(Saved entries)
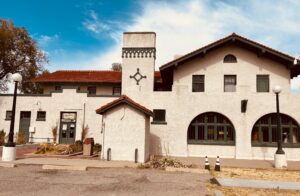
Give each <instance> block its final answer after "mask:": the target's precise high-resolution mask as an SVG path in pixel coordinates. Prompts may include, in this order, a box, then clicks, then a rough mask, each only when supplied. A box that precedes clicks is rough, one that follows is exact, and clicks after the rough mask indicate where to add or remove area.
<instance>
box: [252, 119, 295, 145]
mask: <svg viewBox="0 0 300 196" xmlns="http://www.w3.org/2000/svg"><path fill="white" fill-rule="evenodd" d="M280 117H281V128H282V142H283V146H290V147H292V146H297V147H299V146H300V127H299V125H298V123H297V122H296V121H295V120H294V119H292V118H291V117H289V116H288V115H285V114H280ZM277 138H278V132H277V114H276V113H270V114H267V115H264V116H262V117H261V118H260V119H259V120H258V121H257V122H256V123H255V124H254V126H253V128H252V132H251V142H252V146H276V145H277Z"/></svg>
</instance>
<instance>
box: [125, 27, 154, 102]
mask: <svg viewBox="0 0 300 196" xmlns="http://www.w3.org/2000/svg"><path fill="white" fill-rule="evenodd" d="M155 42H156V34H155V33H154V32H125V33H124V34H123V48H122V94H126V95H128V96H129V97H136V96H137V97H140V96H143V95H147V94H149V93H152V92H153V89H154V69H155V56H156V48H155Z"/></svg>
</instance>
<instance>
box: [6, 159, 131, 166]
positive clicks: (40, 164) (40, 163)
mask: <svg viewBox="0 0 300 196" xmlns="http://www.w3.org/2000/svg"><path fill="white" fill-rule="evenodd" d="M5 163H10V164H15V165H22V164H27V165H58V166H75V167H87V168H116V167H136V166H137V164H136V163H134V162H129V161H102V160H87V159H63V158H26V159H18V160H15V161H12V162H2V161H0V164H5Z"/></svg>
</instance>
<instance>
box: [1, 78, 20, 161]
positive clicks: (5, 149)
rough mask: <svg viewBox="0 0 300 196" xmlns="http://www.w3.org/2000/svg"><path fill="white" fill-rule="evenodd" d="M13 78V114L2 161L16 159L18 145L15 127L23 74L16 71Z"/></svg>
mask: <svg viewBox="0 0 300 196" xmlns="http://www.w3.org/2000/svg"><path fill="white" fill-rule="evenodd" d="M12 80H13V82H14V83H15V88H14V97H13V106H12V116H11V121H10V130H9V135H8V141H7V143H6V144H5V145H4V146H3V151H2V161H14V160H15V159H16V147H15V143H14V127H15V116H16V103H17V87H18V83H19V82H21V81H22V76H21V75H20V74H19V73H15V74H13V75H12Z"/></svg>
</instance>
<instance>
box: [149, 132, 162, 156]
mask: <svg viewBox="0 0 300 196" xmlns="http://www.w3.org/2000/svg"><path fill="white" fill-rule="evenodd" d="M161 154H162V146H161V140H160V138H159V137H158V136H156V135H154V134H152V133H150V155H161Z"/></svg>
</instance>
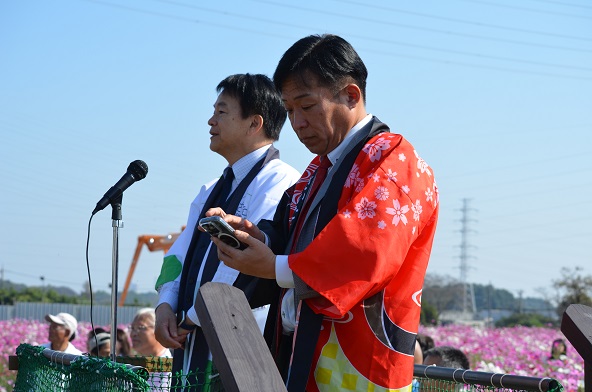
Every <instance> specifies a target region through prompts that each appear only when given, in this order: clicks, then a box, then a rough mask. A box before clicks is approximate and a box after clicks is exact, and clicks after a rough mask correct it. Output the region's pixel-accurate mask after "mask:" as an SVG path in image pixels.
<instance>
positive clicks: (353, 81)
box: [207, 34, 439, 392]
mask: <svg viewBox="0 0 592 392" xmlns="http://www.w3.org/2000/svg"><path fill="white" fill-rule="evenodd" d="M367 76H368V71H367V69H366V66H365V65H364V63H363V61H362V59H361V58H360V57H359V55H358V53H357V52H356V51H355V50H354V48H353V47H352V46H351V44H350V43H349V42H347V41H346V40H344V39H343V38H341V37H338V36H336V35H332V34H324V35H311V36H308V37H305V38H302V39H300V40H299V41H297V42H296V43H295V44H294V45H292V46H291V47H290V48H289V49H288V50H287V51H286V52H285V53H284V55H283V56H282V58H281V59H280V61H279V63H278V66H277V67H276V70H275V73H274V76H273V80H274V83H275V85H276V88H277V89H278V90H279V91H280V93H281V96H282V101H283V102H284V106H285V107H286V110H287V111H288V118H289V120H290V123H291V125H292V128H293V129H294V131H295V132H296V135H297V136H298V138H299V139H300V141H301V142H302V143H303V144H304V145H305V146H306V148H308V150H309V151H310V152H312V153H313V154H315V155H316V156H315V157H314V159H313V161H312V162H311V163H310V165H309V166H308V168H307V169H306V171H305V175H304V176H303V177H302V181H300V182H298V183H296V185H295V186H293V187H292V188H290V189H289V190H288V191H287V192H286V195H285V196H284V198H283V199H282V201H280V203H279V205H278V209H277V210H276V214H275V216H274V219H273V221H269V220H263V221H261V222H260V223H259V224H258V225H257V226H255V225H254V224H253V223H252V222H249V221H248V220H245V219H242V218H240V217H236V216H233V215H229V214H227V213H226V212H225V211H224V210H223V209H220V208H214V209H211V210H210V211H208V213H207V215H208V216H211V215H218V216H222V217H224V219H225V220H226V221H227V222H228V223H229V224H231V225H232V226H233V227H234V228H235V229H237V230H236V236H237V237H238V239H239V240H241V241H243V242H245V243H246V244H247V245H248V248H246V249H244V250H239V249H234V248H232V247H230V246H228V245H226V244H224V243H222V242H221V241H220V240H219V239H217V238H213V239H212V240H213V241H214V243H215V244H216V245H217V246H218V256H219V257H220V260H222V261H223V262H224V263H225V264H226V265H228V266H229V267H231V268H234V269H237V270H239V271H241V273H244V274H248V275H252V276H259V277H262V278H268V279H270V278H271V279H275V280H276V282H277V283H278V285H279V286H280V287H282V288H283V289H284V290H282V292H281V293H280V294H279V295H278V296H277V297H276V301H275V302H276V305H277V306H274V305H273V304H272V306H271V307H270V310H269V316H268V318H267V325H266V330H265V336H266V340H267V342H268V344H269V345H270V348H271V352H272V355H273V356H274V357H275V358H276V363H277V364H278V367H279V369H280V373H281V374H282V376H283V377H284V379H285V380H286V384H287V389H288V391H290V392H301V391H304V390H306V391H311V392H317V391H325V390H331V391H350V390H358V391H360V390H363V391H367V390H378V389H380V390H385V389H387V390H393V389H401V390H406V389H407V388H410V387H411V383H412V379H413V353H414V350H415V336H416V334H417V332H418V327H419V317H420V310H421V302H420V301H421V292H422V286H423V281H424V277H425V273H426V269H427V266H428V260H429V256H430V253H431V248H432V243H433V239H434V234H435V230H436V222H437V217H438V209H439V196H438V189H437V186H436V183H435V180H434V174H433V171H432V169H431V168H430V167H429V166H428V164H427V163H426V162H425V161H424V160H423V159H422V158H421V156H420V155H419V153H418V152H417V151H416V149H415V148H414V147H413V146H412V145H411V143H409V142H408V141H407V140H406V139H405V138H404V137H403V136H402V135H400V134H397V133H391V132H390V129H389V127H388V126H387V125H386V124H384V123H383V122H381V121H380V120H379V119H378V118H377V117H374V116H372V115H371V114H369V113H367V112H366V79H367ZM309 180H310V181H309Z"/></svg>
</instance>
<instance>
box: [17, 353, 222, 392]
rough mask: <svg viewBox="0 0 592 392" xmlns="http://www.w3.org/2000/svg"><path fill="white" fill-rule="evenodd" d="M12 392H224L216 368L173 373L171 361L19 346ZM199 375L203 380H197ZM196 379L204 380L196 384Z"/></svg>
mask: <svg viewBox="0 0 592 392" xmlns="http://www.w3.org/2000/svg"><path fill="white" fill-rule="evenodd" d="M16 354H17V356H18V362H19V368H18V374H17V377H16V383H15V386H14V391H15V392H25V391H27V392H29V391H35V392H37V391H41V392H45V391H76V392H79V391H85V392H93V391H109V392H110V391H113V392H115V391H154V392H158V391H182V390H185V391H201V392H223V391H224V388H223V386H222V381H221V380H220V377H219V376H218V375H217V371H216V369H215V368H214V369H206V370H207V371H206V372H199V371H195V372H189V373H186V374H182V373H177V374H172V372H171V367H172V366H171V365H172V358H162V357H117V363H116V362H112V361H111V360H109V358H98V357H88V356H79V355H70V354H64V353H60V352H56V351H53V350H48V349H46V348H44V347H39V346H31V345H29V344H21V345H19V346H18V347H17V349H16ZM198 376H202V377H198ZM198 378H205V379H206V381H205V382H203V383H200V384H198V383H197V382H195V381H192V380H196V379H198Z"/></svg>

What is being asked:
Every line with "then" in it should be copied from the entries above.

Answer area:
Give each <instance> block its final answer after "mask:": the target's precise high-resolution mask as an SVG path in pixel coordinates. Prompts may include, in this order, a box, then clicks, then a rough mask, each only when supplied. A box that precedes clicks is rough, one that follows is exact, and clicks after the rough mask indicate where to add or remove area.
Every <instance> specifies a target region through prompts that each appear only when given, in this order: clicks, then a box, then a rough mask. A box before clicks is approximate and a box after clicks is exact, and clicks after a rough mask correct it. Output the region's pixel-accurate mask after "mask:" as an SVG path in image pixels.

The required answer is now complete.